===== GIVEN RECORDS
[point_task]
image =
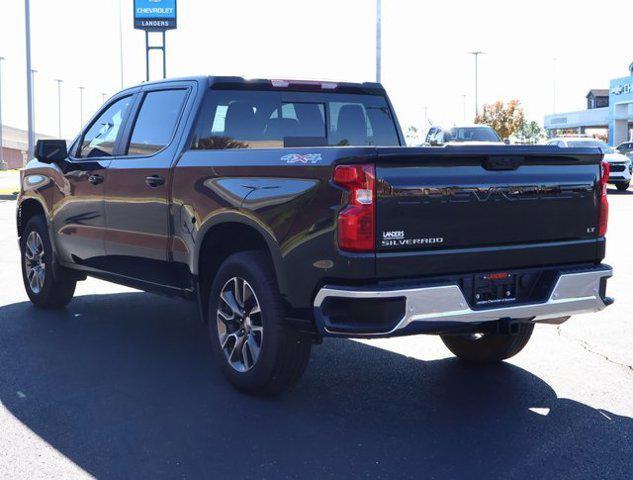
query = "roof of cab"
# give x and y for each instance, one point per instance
(241, 83)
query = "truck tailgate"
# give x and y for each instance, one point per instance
(436, 200)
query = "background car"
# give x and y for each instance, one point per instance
(626, 148)
(621, 168)
(472, 134)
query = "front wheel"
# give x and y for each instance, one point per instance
(257, 351)
(45, 288)
(489, 347)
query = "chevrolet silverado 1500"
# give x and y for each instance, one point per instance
(291, 211)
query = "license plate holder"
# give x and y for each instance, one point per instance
(495, 288)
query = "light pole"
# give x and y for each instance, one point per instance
(378, 40)
(33, 72)
(476, 55)
(121, 41)
(1, 142)
(59, 107)
(29, 78)
(554, 87)
(81, 107)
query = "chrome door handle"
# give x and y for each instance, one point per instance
(155, 181)
(95, 179)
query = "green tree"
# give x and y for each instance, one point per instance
(412, 135)
(504, 118)
(530, 132)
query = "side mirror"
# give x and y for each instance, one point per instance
(51, 151)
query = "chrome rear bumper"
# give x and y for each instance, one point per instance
(573, 293)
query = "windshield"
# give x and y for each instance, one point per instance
(472, 134)
(604, 148)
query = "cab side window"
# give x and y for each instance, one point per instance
(156, 121)
(99, 139)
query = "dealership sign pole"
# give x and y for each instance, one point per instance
(155, 16)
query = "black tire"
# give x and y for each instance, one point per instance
(283, 353)
(489, 347)
(57, 288)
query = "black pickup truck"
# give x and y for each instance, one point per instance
(292, 211)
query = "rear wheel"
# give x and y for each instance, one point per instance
(45, 288)
(257, 351)
(489, 347)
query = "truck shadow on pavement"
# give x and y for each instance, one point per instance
(124, 386)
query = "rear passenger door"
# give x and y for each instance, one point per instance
(137, 193)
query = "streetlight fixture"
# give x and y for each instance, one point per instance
(1, 140)
(81, 107)
(476, 54)
(59, 107)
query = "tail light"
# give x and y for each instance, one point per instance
(603, 216)
(356, 222)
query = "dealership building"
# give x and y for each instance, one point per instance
(610, 109)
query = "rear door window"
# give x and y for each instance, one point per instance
(261, 119)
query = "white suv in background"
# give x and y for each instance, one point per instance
(459, 135)
(621, 168)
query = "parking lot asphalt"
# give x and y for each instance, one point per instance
(121, 385)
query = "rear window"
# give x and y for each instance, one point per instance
(262, 119)
(472, 134)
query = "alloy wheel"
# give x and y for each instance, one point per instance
(239, 323)
(34, 262)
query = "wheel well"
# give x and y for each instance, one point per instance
(220, 242)
(28, 209)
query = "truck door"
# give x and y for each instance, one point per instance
(79, 219)
(137, 193)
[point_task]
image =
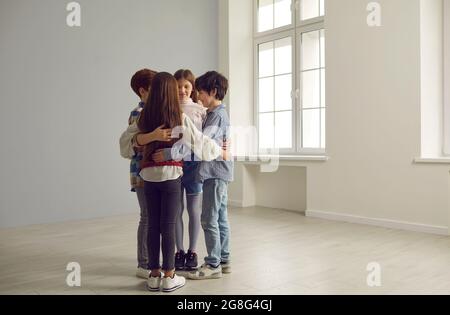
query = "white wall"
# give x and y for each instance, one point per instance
(65, 97)
(373, 124)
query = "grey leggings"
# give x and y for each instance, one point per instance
(194, 209)
(163, 200)
(142, 236)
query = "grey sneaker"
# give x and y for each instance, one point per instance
(226, 267)
(142, 273)
(154, 283)
(206, 272)
(172, 284)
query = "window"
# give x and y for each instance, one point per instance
(290, 75)
(447, 78)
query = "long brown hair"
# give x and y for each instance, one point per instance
(188, 76)
(162, 108)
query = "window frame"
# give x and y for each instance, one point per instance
(446, 79)
(264, 39)
(295, 31)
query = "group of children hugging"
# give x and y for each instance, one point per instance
(177, 140)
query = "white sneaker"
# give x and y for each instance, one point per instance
(154, 283)
(142, 273)
(206, 272)
(172, 284)
(226, 267)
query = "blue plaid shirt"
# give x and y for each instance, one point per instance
(135, 165)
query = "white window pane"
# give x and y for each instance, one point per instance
(322, 48)
(311, 128)
(311, 89)
(309, 9)
(283, 14)
(283, 130)
(322, 88)
(265, 15)
(283, 56)
(322, 7)
(283, 92)
(323, 128)
(266, 131)
(310, 50)
(266, 60)
(266, 98)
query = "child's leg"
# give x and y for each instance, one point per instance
(153, 198)
(179, 227)
(170, 204)
(142, 237)
(195, 212)
(224, 225)
(209, 219)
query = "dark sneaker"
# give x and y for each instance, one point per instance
(180, 258)
(191, 261)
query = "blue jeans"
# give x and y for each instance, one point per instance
(215, 221)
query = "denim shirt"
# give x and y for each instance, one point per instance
(135, 168)
(217, 127)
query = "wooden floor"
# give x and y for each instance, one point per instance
(274, 252)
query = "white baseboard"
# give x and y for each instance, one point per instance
(399, 225)
(236, 203)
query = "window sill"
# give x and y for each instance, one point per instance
(284, 160)
(437, 160)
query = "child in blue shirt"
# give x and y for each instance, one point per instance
(215, 175)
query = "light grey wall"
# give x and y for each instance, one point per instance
(65, 97)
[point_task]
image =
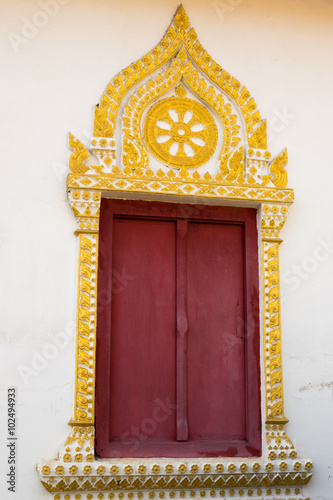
==========
**HOW TO COMPLETE THIS TASK:**
Find every line in the records that uses the string "white", then copy it.

**SOLUTION:**
query = "white suv in background"
query = "white wall"
query = "white sneaker"
query = "white window pane"
query = "white baseboard"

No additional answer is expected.